• **Record excerpts**:
= Beginning of Section =

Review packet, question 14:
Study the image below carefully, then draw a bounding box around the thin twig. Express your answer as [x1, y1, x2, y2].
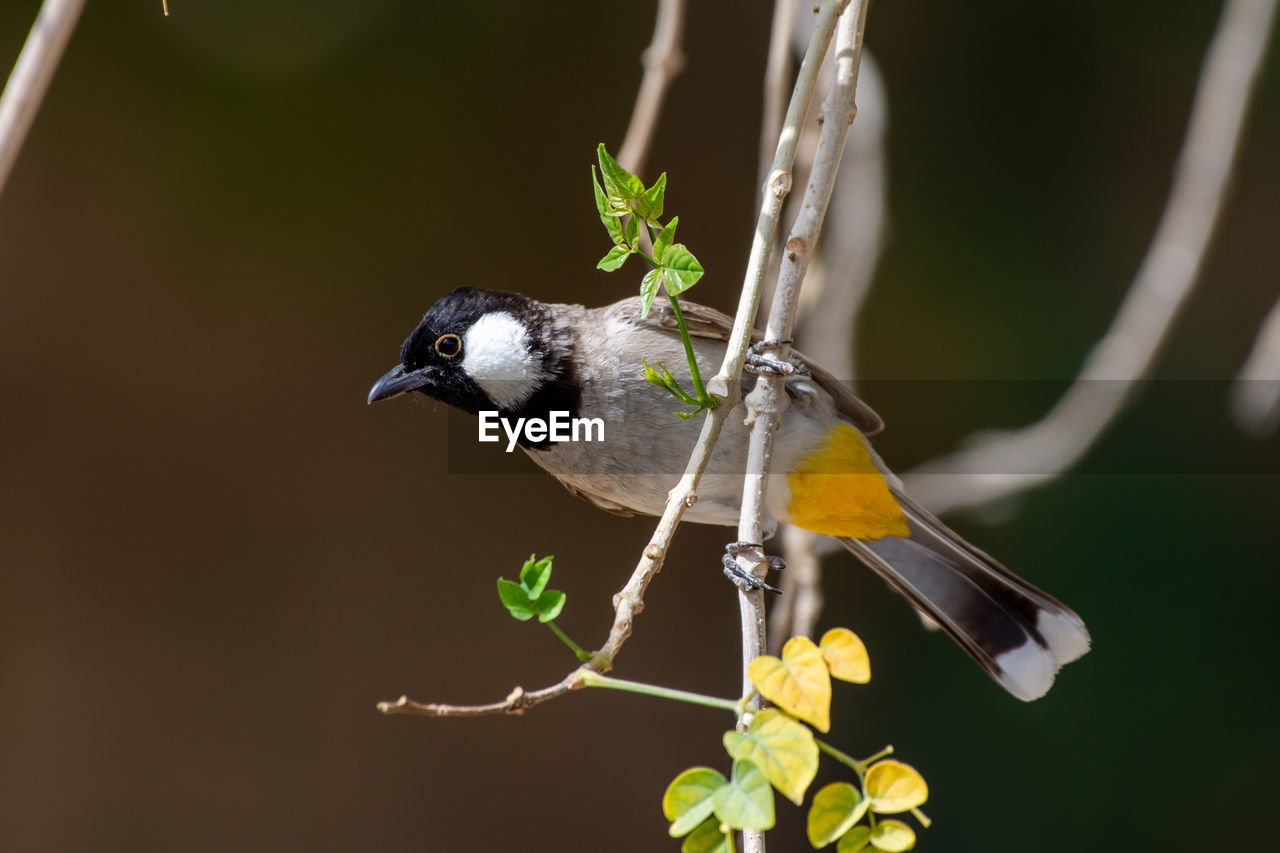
[617, 0, 687, 177]
[0, 0, 87, 200]
[758, 0, 797, 187]
[1230, 294, 1280, 437]
[380, 0, 853, 723]
[734, 4, 869, 851]
[903, 0, 1278, 516]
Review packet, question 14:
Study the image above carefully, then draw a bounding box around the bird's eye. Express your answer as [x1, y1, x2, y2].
[434, 333, 462, 358]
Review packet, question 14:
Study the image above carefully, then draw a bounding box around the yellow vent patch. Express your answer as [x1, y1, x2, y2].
[786, 424, 909, 540]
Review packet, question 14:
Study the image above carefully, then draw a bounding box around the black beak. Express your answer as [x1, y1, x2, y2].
[367, 364, 434, 404]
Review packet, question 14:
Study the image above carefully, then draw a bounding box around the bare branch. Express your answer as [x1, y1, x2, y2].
[707, 0, 851, 401]
[734, 4, 869, 850]
[0, 0, 86, 199]
[1230, 294, 1280, 437]
[904, 0, 1278, 516]
[617, 0, 686, 177]
[379, 677, 582, 718]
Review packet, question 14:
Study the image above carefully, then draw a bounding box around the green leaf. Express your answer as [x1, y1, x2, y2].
[865, 761, 929, 814]
[591, 167, 624, 245]
[640, 268, 663, 318]
[747, 636, 833, 732]
[597, 245, 631, 271]
[653, 216, 678, 261]
[722, 708, 818, 806]
[519, 554, 553, 600]
[712, 760, 775, 832]
[624, 211, 640, 248]
[533, 589, 565, 623]
[682, 818, 735, 853]
[869, 820, 916, 852]
[663, 767, 727, 838]
[496, 578, 534, 621]
[807, 782, 870, 848]
[837, 826, 873, 853]
[597, 142, 644, 202]
[658, 243, 704, 295]
[636, 171, 667, 222]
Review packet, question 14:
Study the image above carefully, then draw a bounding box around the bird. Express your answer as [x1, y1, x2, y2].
[368, 286, 1090, 700]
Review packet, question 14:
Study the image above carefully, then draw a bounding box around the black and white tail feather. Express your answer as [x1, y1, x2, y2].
[839, 491, 1090, 701]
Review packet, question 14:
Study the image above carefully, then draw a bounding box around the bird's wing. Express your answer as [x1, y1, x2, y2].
[637, 297, 884, 435]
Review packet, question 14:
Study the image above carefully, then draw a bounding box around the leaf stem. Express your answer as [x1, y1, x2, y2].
[578, 670, 740, 713]
[546, 621, 590, 661]
[815, 738, 870, 782]
[859, 745, 895, 765]
[666, 292, 713, 407]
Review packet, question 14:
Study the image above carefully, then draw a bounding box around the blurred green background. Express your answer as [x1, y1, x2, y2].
[1, 1, 1276, 851]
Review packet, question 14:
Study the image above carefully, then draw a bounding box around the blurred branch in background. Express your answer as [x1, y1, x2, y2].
[1230, 295, 1280, 437]
[768, 0, 890, 649]
[0, 0, 85, 200]
[902, 0, 1278, 516]
[617, 0, 686, 178]
[758, 0, 796, 186]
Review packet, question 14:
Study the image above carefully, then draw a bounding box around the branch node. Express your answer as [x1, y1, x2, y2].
[767, 169, 792, 199]
[643, 543, 664, 560]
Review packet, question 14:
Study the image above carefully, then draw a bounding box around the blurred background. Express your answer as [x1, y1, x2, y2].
[1, 1, 1276, 851]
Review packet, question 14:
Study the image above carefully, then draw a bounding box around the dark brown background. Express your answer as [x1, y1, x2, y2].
[2, 1, 1277, 851]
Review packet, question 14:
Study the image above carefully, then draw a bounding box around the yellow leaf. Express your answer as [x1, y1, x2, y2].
[869, 819, 916, 852]
[722, 709, 818, 805]
[748, 636, 832, 732]
[819, 627, 871, 684]
[865, 760, 929, 814]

= End of Section =

• **Work required**: The answer should hold every line of the listing, copied exactly, with no pictures.

• **Solution for this task**:
Review packet, question 14:
Study the image below carefully, then draw a bounding box around the thin twig. Express your answer as [x1, y1, x2, y2].
[617, 0, 687, 177]
[0, 0, 87, 200]
[758, 0, 797, 187]
[1230, 294, 1280, 437]
[380, 0, 853, 723]
[734, 4, 869, 851]
[903, 0, 1278, 516]
Review packet, question 14:
Study the image above carefully, then draw a bounding box around the bird's eye. Express your answer as [x1, y1, x2, y2].
[434, 333, 462, 358]
Review packet, question 14:
Study the image above carefully, then draw a bounding box around the yellow vent patch. Express your answer as [x1, y1, x2, y2].
[786, 424, 909, 540]
Review packet, question 14:
Study the image above carefully, then draw a bounding box around the black beak. Express your answer as [x1, y1, x2, y2].
[367, 364, 434, 404]
Review packet, question 14:
Study the image above carefully, then draw a bounding box around the bare branch. Express your answer as [x1, y1, x2, y2].
[707, 0, 851, 401]
[734, 4, 869, 850]
[0, 0, 86, 199]
[1230, 294, 1280, 437]
[904, 0, 1278, 516]
[617, 0, 686, 177]
[379, 677, 582, 718]
Review packet, question 14:
Study the image above carefully, then draw a bounding box around the green leaf. Express your answer as [x1, y1, x2, y2].
[865, 761, 929, 814]
[591, 167, 624, 245]
[640, 268, 663, 318]
[747, 636, 833, 732]
[597, 245, 631, 271]
[653, 216, 678, 261]
[722, 708, 818, 806]
[519, 554, 553, 600]
[712, 760, 775, 832]
[624, 211, 640, 248]
[533, 589, 565, 623]
[682, 818, 735, 853]
[869, 820, 916, 852]
[663, 767, 727, 838]
[496, 578, 534, 621]
[807, 782, 870, 848]
[837, 826, 873, 853]
[597, 142, 644, 202]
[658, 243, 704, 295]
[636, 171, 667, 222]
Review packet, question 14:
Study the image above carefully, then draw a bounding box around the bird. Express your answer as [x1, y1, x2, y2].
[368, 286, 1090, 700]
Review packet, question 14:
Study the image above carefully, then draw a bounding box around the black and white tail feather. Express your answer as [x1, y1, x2, y2].
[839, 491, 1090, 701]
Review packet, question 14:
Study the image above carefully, then draw a bounding box around the bird's wing. Express your answer as [x1, y1, x2, y2].
[637, 297, 884, 435]
Review packet, question 14:
Study the image above carefully, then draw a bounding box around the leaf stem. Express your answer as [x1, y1, x2, y2].
[578, 670, 740, 713]
[546, 621, 590, 661]
[815, 738, 870, 782]
[859, 745, 895, 765]
[666, 292, 713, 407]
Review packet, question 14:
Study the image above carefully, then draw a bounding box around the blurred green background. Express your answer as [x1, y1, x2, y2].
[1, 1, 1276, 851]
Review packet, question 14:
Study the image above carefully, then draw a bounding box around the blurred branch in background. Express your answer as [x1, y1, x2, y2].
[1230, 295, 1280, 437]
[768, 0, 890, 649]
[0, 0, 85, 200]
[902, 0, 1278, 516]
[617, 0, 686, 178]
[758, 0, 796, 186]
Review packet, question 14:
Study the image above carefully, then draw a bounding box around the branch node. Express your answer as [x1, y1, x2, y2].
[767, 169, 792, 199]
[643, 543, 664, 560]
Review packet, question 14:
Study the image above carefully, then draw a bounding box around the blurred background. Express your answer as [x1, y1, x2, y2].
[1, 1, 1276, 851]
Review packet, question 14:
Study the image above carefully, then draw a bounding box around the dark brown background. Express your answer as [x1, y1, x2, y2].
[2, 1, 1277, 851]
Review packet, question 14:
Study the image above carefully, then draw a bounding box around the yellow leaf. Express your answer as [x1, y1, x2, y2].
[869, 819, 916, 852]
[722, 709, 818, 805]
[748, 636, 832, 732]
[819, 627, 871, 684]
[865, 760, 929, 814]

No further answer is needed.